Excerpts of pointing data
[Begin]
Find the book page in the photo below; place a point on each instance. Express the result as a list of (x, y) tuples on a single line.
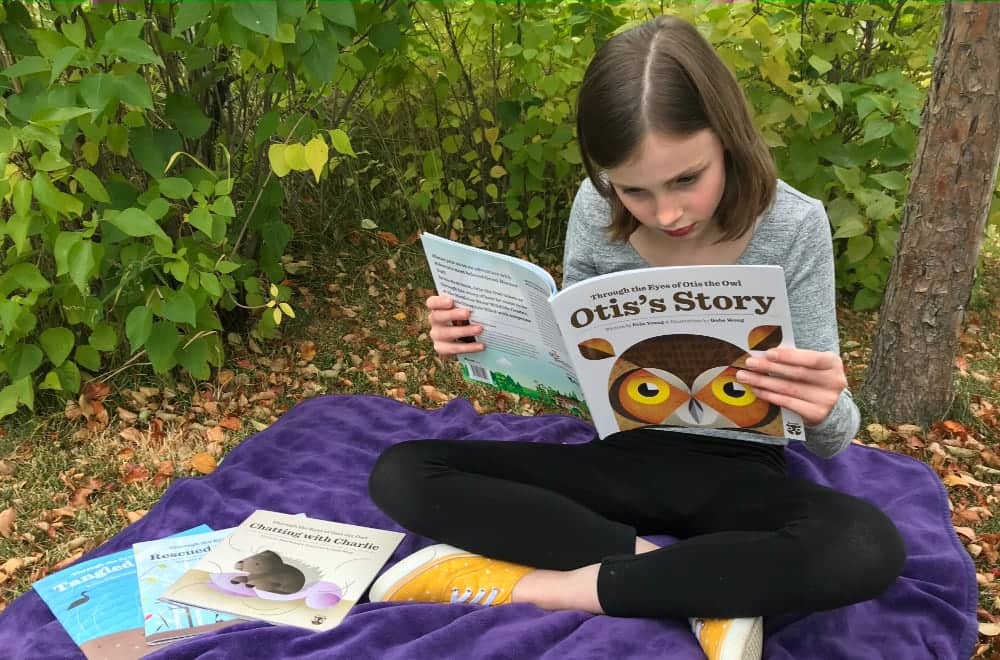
[(509, 298), (287, 569), (661, 347)]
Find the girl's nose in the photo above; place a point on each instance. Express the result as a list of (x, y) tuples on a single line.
[(668, 214)]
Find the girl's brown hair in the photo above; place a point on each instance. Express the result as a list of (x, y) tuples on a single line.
[(663, 76)]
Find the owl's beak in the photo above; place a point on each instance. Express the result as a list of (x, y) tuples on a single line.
[(696, 410)]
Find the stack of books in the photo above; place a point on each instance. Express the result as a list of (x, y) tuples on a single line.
[(275, 567)]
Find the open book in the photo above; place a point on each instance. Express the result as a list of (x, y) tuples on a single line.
[(649, 347)]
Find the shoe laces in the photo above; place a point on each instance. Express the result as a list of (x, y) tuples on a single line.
[(466, 596)]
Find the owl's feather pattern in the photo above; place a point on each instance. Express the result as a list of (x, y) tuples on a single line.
[(690, 381)]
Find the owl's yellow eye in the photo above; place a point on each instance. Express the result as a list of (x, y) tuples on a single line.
[(728, 390), (643, 387)]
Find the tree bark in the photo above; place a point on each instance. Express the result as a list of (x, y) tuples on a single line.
[(951, 183)]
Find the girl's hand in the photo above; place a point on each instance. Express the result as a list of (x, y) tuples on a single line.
[(806, 382), (450, 329)]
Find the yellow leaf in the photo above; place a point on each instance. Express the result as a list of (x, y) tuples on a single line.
[(276, 156), (317, 153), (6, 522), (203, 462), (295, 157)]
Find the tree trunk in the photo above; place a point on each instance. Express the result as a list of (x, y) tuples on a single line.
[(952, 180)]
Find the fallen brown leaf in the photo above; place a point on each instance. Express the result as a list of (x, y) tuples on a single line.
[(132, 434), (203, 462), (307, 351), (215, 434), (134, 473), (232, 423)]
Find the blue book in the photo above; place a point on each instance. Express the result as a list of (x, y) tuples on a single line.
[(97, 602), (159, 564)]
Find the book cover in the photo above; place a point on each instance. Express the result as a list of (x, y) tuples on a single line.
[(159, 564), (525, 353), (287, 569), (97, 602), (661, 347)]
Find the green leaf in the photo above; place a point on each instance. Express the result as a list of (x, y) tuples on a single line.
[(341, 142), (24, 276), (162, 345), (26, 66), (8, 401), (64, 242), (174, 187), (211, 284), (88, 357), (187, 116), (138, 326), (260, 16), (179, 308), (136, 223), (385, 36), (877, 128), (818, 63), (850, 227), (131, 49), (223, 206), (81, 262), (92, 185), (22, 360), (338, 12), (103, 338), (57, 343), (859, 247)]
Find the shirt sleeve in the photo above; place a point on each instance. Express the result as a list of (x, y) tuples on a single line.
[(809, 275), (588, 218)]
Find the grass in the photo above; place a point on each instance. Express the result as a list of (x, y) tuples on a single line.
[(360, 328)]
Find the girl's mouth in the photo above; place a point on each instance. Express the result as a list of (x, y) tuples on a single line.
[(684, 231)]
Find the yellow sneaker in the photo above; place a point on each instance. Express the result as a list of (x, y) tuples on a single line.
[(730, 639), (444, 574)]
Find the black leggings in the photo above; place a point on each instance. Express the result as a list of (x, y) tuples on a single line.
[(753, 541)]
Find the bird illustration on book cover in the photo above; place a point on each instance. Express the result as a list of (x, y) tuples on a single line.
[(687, 380)]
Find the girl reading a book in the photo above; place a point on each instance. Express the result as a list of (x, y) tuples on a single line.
[(677, 175)]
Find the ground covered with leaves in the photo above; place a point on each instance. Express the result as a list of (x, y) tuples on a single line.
[(72, 480)]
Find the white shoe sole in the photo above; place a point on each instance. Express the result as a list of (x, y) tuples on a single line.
[(408, 565), (745, 640)]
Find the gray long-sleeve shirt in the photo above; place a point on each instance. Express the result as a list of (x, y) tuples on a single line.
[(793, 233)]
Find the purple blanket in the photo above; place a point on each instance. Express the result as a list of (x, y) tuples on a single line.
[(316, 460)]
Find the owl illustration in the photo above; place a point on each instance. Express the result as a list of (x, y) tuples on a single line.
[(687, 380)]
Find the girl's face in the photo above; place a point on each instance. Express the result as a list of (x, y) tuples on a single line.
[(673, 184)]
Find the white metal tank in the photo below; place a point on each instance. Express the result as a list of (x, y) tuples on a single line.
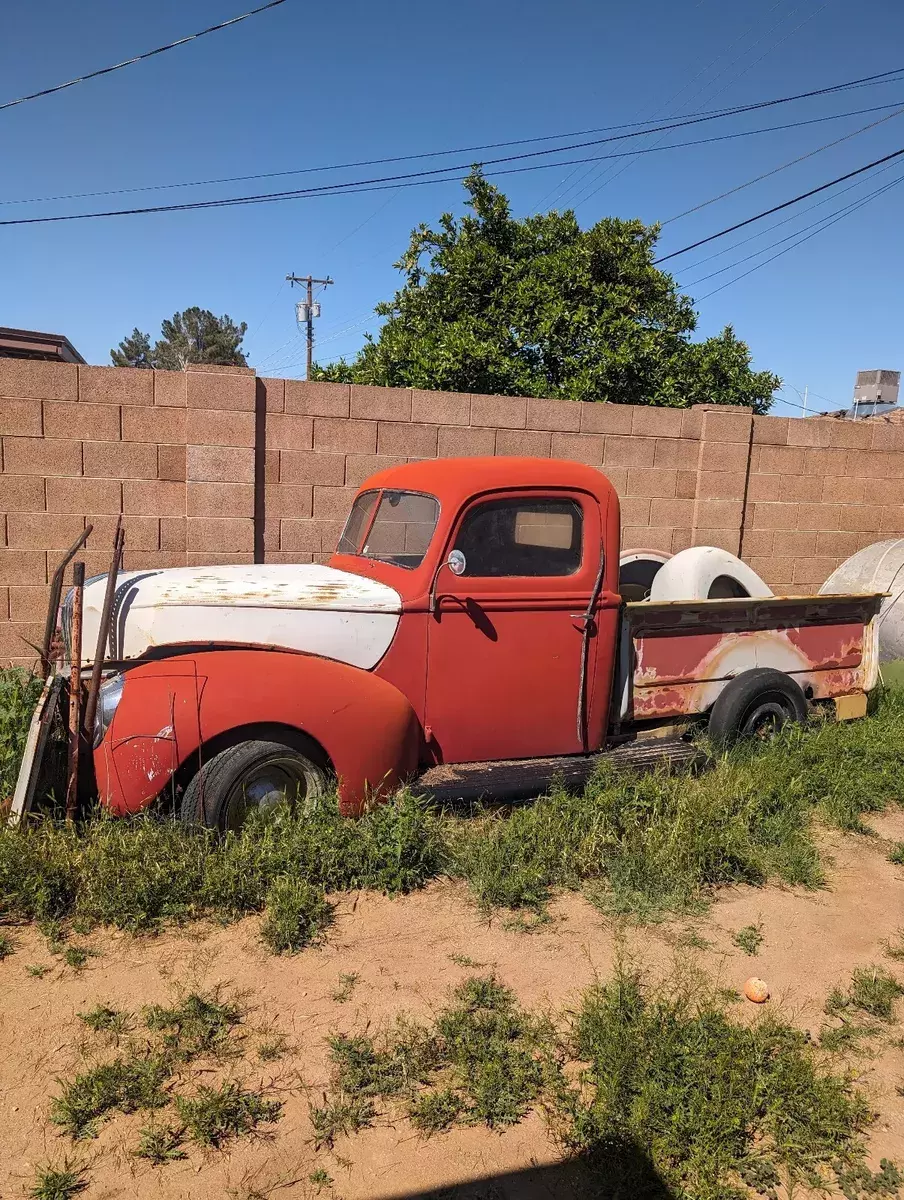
[(876, 568), (706, 573)]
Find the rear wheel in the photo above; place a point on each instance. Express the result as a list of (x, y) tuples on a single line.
[(755, 705), (250, 777)]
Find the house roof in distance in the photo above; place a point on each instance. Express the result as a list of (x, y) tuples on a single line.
[(30, 343)]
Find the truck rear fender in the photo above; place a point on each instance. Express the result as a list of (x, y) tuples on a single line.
[(365, 726)]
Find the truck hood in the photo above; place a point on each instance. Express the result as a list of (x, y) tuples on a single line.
[(317, 610)]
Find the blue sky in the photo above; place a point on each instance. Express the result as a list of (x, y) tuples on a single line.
[(311, 84)]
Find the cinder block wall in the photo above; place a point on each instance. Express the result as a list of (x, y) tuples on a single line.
[(219, 466)]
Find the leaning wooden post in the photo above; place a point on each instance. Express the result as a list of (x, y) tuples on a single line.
[(78, 589)]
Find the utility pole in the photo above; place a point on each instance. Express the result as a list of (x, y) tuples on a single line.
[(305, 312)]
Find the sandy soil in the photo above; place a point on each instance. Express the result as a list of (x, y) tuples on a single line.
[(402, 951)]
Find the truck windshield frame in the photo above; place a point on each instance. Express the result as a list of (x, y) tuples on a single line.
[(394, 526)]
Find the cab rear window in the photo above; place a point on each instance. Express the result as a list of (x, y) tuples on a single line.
[(391, 527)]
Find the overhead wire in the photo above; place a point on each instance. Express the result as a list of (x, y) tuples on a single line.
[(825, 222), (586, 196), (778, 208), (878, 79), (408, 179), (139, 58), (822, 227)]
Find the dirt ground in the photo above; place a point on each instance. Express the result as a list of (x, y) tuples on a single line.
[(403, 954)]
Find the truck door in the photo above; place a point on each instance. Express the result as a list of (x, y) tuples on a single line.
[(506, 645)]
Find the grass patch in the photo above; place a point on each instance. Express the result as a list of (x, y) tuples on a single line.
[(749, 939), (873, 990), (708, 1099), (645, 845), (645, 1081), (347, 983), (216, 1115), (124, 1085), (160, 1145), (297, 911), (58, 1182), (198, 1025), (103, 1019)]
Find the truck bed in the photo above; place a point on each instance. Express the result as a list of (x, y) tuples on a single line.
[(678, 655)]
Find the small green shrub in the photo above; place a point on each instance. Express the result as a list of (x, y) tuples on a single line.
[(160, 1145), (749, 939), (199, 1024), (297, 911), (124, 1085), (873, 990), (58, 1183), (103, 1019), (215, 1115)]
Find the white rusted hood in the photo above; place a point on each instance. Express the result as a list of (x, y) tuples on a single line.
[(305, 607)]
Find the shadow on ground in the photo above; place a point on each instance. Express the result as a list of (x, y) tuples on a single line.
[(617, 1173)]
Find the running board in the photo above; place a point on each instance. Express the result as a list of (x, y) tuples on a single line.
[(516, 779)]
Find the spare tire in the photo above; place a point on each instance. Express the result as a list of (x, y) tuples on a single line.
[(755, 705)]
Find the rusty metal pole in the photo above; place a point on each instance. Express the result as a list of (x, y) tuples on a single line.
[(78, 585), (100, 653)]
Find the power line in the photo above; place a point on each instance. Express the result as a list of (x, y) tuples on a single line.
[(586, 196), (139, 58), (674, 123), (824, 222), (777, 225), (784, 166), (419, 178), (778, 208), (822, 227)]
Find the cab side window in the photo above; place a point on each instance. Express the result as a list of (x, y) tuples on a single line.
[(522, 538)]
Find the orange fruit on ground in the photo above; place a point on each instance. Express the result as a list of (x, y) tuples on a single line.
[(756, 990)]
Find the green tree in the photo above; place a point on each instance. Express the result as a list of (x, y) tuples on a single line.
[(542, 307), (133, 351), (195, 335)]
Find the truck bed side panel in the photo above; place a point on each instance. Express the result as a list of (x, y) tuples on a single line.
[(684, 653)]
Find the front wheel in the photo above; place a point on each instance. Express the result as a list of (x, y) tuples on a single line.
[(755, 705), (250, 777)]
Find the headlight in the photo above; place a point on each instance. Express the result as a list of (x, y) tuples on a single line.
[(107, 701)]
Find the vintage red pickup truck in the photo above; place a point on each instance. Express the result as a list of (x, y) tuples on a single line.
[(468, 633)]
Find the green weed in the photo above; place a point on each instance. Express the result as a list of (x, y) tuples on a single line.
[(644, 845), (435, 1111), (58, 1183), (124, 1085), (705, 1097), (873, 990), (339, 1116), (215, 1115), (103, 1019), (160, 1144), (346, 987), (199, 1024), (297, 911), (749, 939)]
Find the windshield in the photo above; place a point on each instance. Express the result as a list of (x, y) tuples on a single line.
[(399, 531)]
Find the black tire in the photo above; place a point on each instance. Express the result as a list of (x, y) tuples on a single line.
[(755, 705), (250, 775)]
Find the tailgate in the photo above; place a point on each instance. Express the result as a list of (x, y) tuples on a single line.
[(684, 652)]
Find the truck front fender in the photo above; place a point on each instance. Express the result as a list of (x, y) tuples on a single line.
[(172, 708)]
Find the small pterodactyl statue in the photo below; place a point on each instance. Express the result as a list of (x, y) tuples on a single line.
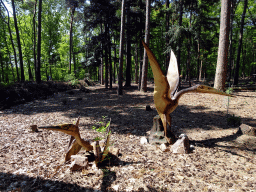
[(166, 96), (76, 143)]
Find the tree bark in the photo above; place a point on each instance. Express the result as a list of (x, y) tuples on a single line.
[(121, 52), (140, 47), (128, 47), (34, 36), (167, 3), (221, 69), (110, 64), (71, 37), (231, 57), (106, 54), (240, 44), (145, 58), (179, 41), (38, 63)]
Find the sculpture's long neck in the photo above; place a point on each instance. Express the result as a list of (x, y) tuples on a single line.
[(83, 143), (183, 91)]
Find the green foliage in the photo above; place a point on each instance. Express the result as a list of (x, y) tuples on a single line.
[(101, 127), (232, 120)]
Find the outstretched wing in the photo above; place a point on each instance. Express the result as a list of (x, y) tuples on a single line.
[(173, 73), (161, 84)]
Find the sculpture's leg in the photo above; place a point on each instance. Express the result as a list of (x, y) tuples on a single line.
[(73, 150), (169, 133), (164, 121)]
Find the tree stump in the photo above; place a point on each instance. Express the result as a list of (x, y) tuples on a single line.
[(157, 131), (181, 145), (247, 130)]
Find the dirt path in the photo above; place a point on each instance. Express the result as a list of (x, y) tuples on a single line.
[(222, 160)]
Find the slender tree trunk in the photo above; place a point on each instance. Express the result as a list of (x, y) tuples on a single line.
[(101, 59), (114, 72), (167, 36), (34, 35), (221, 69), (106, 54), (38, 63), (145, 58), (2, 67), (14, 51), (110, 64), (179, 41), (140, 47), (136, 64), (18, 41), (121, 52), (71, 37), (10, 61), (231, 57), (240, 44), (128, 47)]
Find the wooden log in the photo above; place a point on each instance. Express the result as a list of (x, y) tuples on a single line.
[(247, 130), (157, 131)]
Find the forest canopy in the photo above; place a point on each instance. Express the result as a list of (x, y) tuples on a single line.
[(64, 40)]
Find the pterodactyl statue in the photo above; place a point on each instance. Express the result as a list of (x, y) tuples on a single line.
[(166, 96), (76, 142)]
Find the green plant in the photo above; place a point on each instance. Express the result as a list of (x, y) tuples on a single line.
[(74, 82), (232, 120), (102, 128)]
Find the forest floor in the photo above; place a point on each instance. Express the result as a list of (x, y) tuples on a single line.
[(222, 160)]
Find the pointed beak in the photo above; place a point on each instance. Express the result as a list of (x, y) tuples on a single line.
[(65, 128), (54, 128), (207, 89)]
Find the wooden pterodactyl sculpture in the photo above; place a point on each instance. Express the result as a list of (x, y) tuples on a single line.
[(76, 143), (166, 96)]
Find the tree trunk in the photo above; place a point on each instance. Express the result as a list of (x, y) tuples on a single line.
[(136, 63), (128, 47), (145, 58), (240, 44), (231, 57), (179, 41), (110, 64), (38, 63), (101, 59), (10, 61), (121, 52), (2, 67), (34, 36), (14, 51), (114, 72), (22, 76), (221, 69), (106, 54), (71, 37), (140, 47), (167, 36)]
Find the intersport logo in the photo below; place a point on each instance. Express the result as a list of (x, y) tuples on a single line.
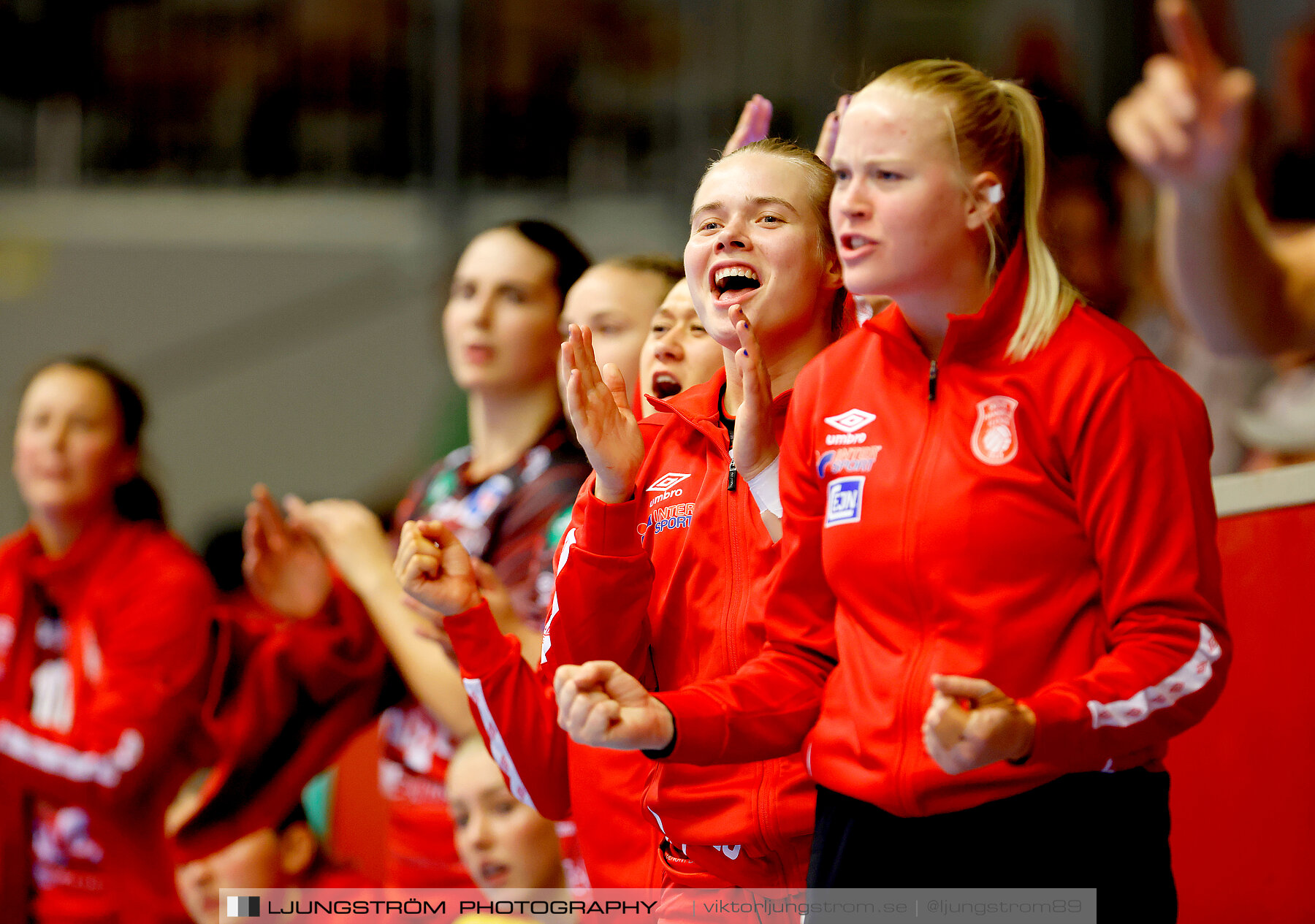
[(848, 424), (668, 480)]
[End]
Exercise: Convert the part of the material that opens with the line containing "Find the tailgate" and closes with the line containing "[(166, 96), (76, 143)]" into a JSON list of strings, one string per line, skipping blank lines. Leave the pictures out.

Full output:
[
  "Find the tailgate in the photo above; place a point on each instance. Express the result as a list of (x, y) tuples on a single line.",
  "[(684, 652)]",
  "Find the truck front fender in the photo above; place a point on each instance. Express the result as a list of (x, y) tuples on a single line.",
  "[(172, 708)]",
  "Find the small pterodactyl statue in the photo below; place a point on each instance. Express the result as a list of (x, y) tuples on a single line.",
  "[(166, 96), (76, 143)]"
]